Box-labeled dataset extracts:
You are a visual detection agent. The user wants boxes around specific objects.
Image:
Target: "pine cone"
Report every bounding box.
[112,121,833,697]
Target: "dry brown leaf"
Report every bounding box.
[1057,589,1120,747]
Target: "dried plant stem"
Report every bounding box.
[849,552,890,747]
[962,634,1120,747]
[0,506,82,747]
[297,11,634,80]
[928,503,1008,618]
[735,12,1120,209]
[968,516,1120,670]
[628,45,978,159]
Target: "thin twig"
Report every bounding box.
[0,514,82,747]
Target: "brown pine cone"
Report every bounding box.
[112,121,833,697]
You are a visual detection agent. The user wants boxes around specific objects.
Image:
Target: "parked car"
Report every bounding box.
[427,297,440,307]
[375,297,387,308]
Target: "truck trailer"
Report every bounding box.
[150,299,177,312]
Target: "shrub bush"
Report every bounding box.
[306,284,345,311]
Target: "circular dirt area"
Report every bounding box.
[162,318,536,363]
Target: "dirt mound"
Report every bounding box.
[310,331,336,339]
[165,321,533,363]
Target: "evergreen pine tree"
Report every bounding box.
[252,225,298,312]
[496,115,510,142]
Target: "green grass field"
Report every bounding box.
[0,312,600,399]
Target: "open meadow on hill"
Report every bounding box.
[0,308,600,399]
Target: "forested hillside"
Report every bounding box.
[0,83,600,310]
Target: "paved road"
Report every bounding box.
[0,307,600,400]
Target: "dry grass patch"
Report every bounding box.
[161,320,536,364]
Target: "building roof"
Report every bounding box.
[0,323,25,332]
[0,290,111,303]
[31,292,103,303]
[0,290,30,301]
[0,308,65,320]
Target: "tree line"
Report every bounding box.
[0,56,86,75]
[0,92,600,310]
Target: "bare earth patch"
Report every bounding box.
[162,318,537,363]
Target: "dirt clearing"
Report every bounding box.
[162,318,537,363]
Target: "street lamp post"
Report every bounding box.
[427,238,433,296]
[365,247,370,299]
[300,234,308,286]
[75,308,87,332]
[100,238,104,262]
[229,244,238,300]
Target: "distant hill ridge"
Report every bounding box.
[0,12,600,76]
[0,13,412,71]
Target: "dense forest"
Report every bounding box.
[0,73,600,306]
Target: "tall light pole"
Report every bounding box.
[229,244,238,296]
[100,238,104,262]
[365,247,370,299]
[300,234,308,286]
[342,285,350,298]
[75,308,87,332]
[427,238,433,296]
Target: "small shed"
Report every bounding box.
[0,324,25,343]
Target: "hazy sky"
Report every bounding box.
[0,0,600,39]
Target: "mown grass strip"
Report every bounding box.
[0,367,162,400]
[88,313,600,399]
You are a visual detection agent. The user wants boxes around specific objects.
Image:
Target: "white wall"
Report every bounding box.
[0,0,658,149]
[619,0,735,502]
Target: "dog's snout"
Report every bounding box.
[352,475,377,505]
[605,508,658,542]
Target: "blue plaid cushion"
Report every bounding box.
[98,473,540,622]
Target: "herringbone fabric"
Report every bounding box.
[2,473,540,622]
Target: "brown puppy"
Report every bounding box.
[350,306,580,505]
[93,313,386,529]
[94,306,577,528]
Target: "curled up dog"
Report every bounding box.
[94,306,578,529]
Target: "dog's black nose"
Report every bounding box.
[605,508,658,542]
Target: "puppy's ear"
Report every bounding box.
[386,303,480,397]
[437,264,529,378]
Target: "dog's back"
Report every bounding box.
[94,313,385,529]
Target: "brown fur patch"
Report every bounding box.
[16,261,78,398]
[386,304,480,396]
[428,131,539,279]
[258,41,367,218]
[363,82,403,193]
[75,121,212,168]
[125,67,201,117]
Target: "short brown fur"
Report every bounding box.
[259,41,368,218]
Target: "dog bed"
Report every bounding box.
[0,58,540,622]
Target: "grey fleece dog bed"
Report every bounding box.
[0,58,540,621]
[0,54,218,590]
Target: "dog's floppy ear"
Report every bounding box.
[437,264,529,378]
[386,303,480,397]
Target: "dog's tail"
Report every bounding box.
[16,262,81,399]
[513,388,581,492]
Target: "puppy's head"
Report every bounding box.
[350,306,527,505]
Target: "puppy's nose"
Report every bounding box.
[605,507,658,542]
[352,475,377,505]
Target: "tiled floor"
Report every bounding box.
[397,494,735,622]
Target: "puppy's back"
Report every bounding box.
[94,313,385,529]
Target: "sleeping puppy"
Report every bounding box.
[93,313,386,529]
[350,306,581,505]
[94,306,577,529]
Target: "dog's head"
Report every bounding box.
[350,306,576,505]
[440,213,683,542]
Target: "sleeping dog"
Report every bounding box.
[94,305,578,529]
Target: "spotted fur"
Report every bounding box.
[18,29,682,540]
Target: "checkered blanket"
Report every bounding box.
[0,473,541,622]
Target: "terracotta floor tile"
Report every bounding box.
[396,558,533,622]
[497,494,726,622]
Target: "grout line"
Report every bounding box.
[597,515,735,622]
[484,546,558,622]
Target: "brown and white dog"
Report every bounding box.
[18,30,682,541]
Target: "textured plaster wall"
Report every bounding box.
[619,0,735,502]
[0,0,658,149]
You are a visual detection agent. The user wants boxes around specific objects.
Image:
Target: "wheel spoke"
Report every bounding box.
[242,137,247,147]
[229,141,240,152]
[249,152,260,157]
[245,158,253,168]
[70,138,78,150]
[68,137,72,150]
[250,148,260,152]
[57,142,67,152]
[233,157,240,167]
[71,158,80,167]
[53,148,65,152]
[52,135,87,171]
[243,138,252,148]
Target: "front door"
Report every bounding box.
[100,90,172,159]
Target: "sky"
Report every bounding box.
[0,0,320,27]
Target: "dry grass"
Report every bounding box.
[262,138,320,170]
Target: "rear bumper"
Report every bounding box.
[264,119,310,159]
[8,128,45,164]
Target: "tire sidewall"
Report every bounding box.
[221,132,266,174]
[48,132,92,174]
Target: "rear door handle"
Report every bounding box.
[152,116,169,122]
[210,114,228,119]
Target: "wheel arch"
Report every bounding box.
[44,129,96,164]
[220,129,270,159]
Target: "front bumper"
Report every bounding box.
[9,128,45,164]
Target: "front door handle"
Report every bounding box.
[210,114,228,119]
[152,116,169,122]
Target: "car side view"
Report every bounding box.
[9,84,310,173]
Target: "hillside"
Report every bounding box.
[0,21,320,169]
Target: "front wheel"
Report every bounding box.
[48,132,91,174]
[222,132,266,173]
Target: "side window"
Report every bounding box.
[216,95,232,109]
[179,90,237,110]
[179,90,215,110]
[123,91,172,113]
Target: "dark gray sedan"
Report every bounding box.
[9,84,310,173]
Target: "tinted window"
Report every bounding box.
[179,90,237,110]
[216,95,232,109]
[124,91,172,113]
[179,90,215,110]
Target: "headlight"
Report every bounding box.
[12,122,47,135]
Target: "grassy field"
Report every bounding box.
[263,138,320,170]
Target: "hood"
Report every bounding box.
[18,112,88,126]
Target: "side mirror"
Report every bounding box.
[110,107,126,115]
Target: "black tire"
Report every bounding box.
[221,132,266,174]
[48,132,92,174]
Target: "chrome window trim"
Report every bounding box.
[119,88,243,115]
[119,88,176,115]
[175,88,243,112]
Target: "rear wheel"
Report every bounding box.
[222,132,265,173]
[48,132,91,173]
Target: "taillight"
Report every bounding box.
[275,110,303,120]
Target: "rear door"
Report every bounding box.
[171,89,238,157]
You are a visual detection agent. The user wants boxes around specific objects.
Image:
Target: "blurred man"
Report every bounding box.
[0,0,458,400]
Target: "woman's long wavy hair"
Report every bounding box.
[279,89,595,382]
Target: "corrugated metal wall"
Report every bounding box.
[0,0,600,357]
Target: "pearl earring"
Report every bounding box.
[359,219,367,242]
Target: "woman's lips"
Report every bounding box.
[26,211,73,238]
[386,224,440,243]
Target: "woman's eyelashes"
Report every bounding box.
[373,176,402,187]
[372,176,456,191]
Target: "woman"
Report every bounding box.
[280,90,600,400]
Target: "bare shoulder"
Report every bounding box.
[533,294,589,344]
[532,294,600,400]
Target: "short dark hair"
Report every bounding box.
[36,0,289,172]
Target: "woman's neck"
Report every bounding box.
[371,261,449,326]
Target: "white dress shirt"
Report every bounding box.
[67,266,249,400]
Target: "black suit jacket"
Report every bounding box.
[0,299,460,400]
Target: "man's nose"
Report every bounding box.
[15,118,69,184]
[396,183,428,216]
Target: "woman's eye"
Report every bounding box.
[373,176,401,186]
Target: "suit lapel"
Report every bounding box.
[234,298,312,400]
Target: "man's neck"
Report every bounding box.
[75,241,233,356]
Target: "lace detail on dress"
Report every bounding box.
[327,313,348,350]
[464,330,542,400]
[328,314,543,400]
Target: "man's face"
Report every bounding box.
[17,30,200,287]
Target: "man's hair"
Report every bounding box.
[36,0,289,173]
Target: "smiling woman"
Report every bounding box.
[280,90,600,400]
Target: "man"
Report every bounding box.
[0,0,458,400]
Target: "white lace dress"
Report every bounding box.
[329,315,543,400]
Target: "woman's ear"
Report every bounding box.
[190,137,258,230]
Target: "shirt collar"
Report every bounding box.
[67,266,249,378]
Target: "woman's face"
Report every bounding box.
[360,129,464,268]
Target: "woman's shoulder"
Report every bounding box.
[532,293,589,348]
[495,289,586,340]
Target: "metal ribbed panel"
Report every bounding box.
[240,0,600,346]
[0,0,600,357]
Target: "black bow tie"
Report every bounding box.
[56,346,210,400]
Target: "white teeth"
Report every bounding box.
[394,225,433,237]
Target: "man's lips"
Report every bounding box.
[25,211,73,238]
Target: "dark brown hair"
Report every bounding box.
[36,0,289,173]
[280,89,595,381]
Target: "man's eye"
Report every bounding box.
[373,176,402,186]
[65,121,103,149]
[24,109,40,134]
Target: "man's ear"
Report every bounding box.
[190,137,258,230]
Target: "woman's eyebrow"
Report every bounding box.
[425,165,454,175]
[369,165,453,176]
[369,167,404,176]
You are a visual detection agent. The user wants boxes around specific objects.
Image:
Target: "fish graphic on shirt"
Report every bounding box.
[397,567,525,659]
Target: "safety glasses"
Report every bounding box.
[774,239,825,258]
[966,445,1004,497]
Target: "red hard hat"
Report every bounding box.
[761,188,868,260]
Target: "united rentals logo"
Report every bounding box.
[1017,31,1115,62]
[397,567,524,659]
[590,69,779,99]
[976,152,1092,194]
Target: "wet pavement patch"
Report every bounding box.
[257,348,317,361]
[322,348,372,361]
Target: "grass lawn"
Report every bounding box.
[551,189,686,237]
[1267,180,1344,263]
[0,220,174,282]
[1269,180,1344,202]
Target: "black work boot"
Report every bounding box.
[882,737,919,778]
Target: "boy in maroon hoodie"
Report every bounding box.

## Work required
Rewrite every line of the entries, from the first one through the line containing "[162,318,536,363]", with both ends and all requests included, increasing each bounding box coordinate in the answers by 33.

## The solution
You are a visual detection agent. The user wants boxes around specific objects.
Image:
Target: "pine cone"
Report every bounding box.
[145,154,866,730]
Target: "dry brown leaf"
Report every bounding box.
[1090,622,1153,780]
Target: "dried plant stem"
Report every bounding box.
[882,585,923,780]
[995,667,1153,780]
[33,539,115,780]
[330,44,667,113]
[961,536,1041,651]
[768,45,1153,242]
[1001,549,1153,703]
[661,78,1011,192]
Target: "thin twig"
Report every bounding box.
[33,547,115,780]
Target: "brown pine cone"
Report every bounding box.
[145,154,866,730]
You are a visual detection agent. The user wants boxes around specific objects.
Image:
Target: "parked car"
Report every bounding box.
[460,330,473,340]
[408,330,420,341]
Target: "truck trailer"
Report every bounding box.
[183,332,210,345]
Target: "shrub bush"
Report every bounding box.
[339,317,378,344]
Target: "circular dirt area"
Report every bounding box.
[195,351,569,396]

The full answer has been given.